Location identification items
=====

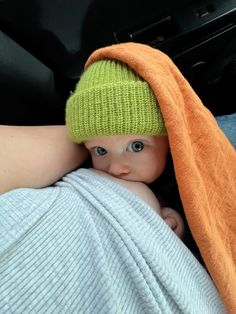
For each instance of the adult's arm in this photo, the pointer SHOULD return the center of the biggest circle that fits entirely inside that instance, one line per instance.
(36, 156)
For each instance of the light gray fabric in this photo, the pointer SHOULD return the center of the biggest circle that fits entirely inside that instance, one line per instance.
(88, 245)
(227, 123)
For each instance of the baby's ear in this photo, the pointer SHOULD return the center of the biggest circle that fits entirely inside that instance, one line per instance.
(173, 220)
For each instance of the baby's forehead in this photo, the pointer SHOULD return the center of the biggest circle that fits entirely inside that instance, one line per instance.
(115, 139)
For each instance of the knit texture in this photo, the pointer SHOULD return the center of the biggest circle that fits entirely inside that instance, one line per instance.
(88, 245)
(110, 99)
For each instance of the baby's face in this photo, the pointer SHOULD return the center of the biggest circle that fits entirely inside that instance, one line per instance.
(130, 157)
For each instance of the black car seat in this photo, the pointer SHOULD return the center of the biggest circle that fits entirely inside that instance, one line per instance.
(52, 39)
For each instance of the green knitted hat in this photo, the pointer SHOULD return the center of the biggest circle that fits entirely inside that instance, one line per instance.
(111, 99)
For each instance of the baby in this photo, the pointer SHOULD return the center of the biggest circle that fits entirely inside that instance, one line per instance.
(115, 114)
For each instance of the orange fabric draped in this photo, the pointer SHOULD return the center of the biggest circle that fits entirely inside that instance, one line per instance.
(204, 160)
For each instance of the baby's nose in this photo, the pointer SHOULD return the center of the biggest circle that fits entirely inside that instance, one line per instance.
(118, 168)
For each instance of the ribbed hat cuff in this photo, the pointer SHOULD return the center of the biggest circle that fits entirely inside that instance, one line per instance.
(132, 109)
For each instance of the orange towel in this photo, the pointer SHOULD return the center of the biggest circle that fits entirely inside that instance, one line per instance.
(204, 161)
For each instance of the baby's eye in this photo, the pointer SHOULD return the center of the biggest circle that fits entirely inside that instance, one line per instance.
(136, 146)
(100, 151)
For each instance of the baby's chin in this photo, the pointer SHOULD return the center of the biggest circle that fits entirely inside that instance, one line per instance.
(122, 181)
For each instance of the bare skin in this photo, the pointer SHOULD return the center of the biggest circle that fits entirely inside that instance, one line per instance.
(36, 156)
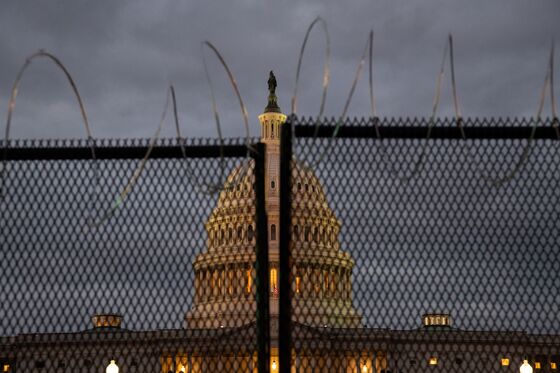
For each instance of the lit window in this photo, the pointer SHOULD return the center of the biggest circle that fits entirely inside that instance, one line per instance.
(230, 282)
(274, 281)
(249, 281)
(250, 233)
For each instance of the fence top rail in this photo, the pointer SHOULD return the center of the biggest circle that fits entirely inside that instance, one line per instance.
(80, 149)
(417, 128)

=====

▶ To do
The pictures should not appear in the copy; every other part of the records above must be returned exactly.

▶ Response for this exercise
For each instance of the adult's arm in this photo, the pointer SHOULD return the center of the biggest circle that fits entirely inside that instance, one line per instance.
(36, 156)
For each instance of the light gray fabric in this photo, the pointer SHOULD return the center of the biggest circle that fits entirely inside that instance, one line per instance.
(88, 245)
(227, 123)
For each instance of the baby's ear in this photo, the pointer SHOULD return the center of the biggest circle that fits entirely inside that instance, one line per instance.
(173, 220)
For each instance of the baby's forehead in this photo, the pointer SHOULD return the center of the biggest circle that fits entirely inside that instance, one line per instance.
(115, 139)
For each instance of the knit texture in this photo, the pointer SHOULD return the center of the biggest circle that fits entirely inside that instance, one line per instance.
(88, 245)
(110, 99)
For each instance of the baby's face in this photo, the pointer SHOULD return the center of the biggest circle that fits entirely inside that instance, one line per instance.
(130, 157)
For each instance of the black car seat in this photo, the pointer SHOULD return the center of the biggest circle that fits entirely inside that instance, one line per instance.
(52, 39)
For each instance of the green knitted hat in this photo, the pointer SHOULD return the center of the biggest circle that fits entirely inside that instance, one line per instance.
(111, 99)
For each instance of the baby in this photo, the pointer SHOULD return the center of the biggest circle that fits entirely inside that instance, one line per instance.
(115, 114)
For each instance of the orange fabric draped in this photo, the pointer SHOULD return the center of the biggest circle that fits entirely inside that instance, one line per instance.
(204, 160)
For each instance of the baby's nose in this photo, the pointer SHOULD return the center of the biggest circle that fits entirely inside that instance, one line per instance.
(118, 168)
For each instance of the ribbed hat cuff in this photo, the pointer SHOULD return the center of the biggest circle that fits entirely inside that instance, one line per instance.
(132, 109)
For each instance of the orange towel in this photo, the pointer SHOULD return the center of the biggest circle that fits entirely inside that instance, one line per instance.
(204, 161)
For each instance of the baby's eye in this photo, the pointer SHOULD return the center of the biggest circle that fits entirely inside that instance, one line per instance.
(136, 146)
(100, 151)
For each instance of the baby's chin in this photo, the pointer SHOULD return the center of the biggest circle that fits entirely inside that instance, one line per instance.
(122, 181)
For each instance of the bare skin in this photo, the pointer SHOULD return the center of the biggest circle that fits entirely inside that instance, one line per instance.
(36, 156)
For each instance of the lit window in this photo, the pointer SHOULD return the center of the biggest circle that fits entirely inside that instance, one line per instance.
(230, 282)
(274, 281)
(249, 281)
(250, 233)
For each instance of the fence top rail in this photo, the pointer SHOULD return the center of the biggest circle that fits entirely inside that instance, one line per instance.
(80, 149)
(417, 128)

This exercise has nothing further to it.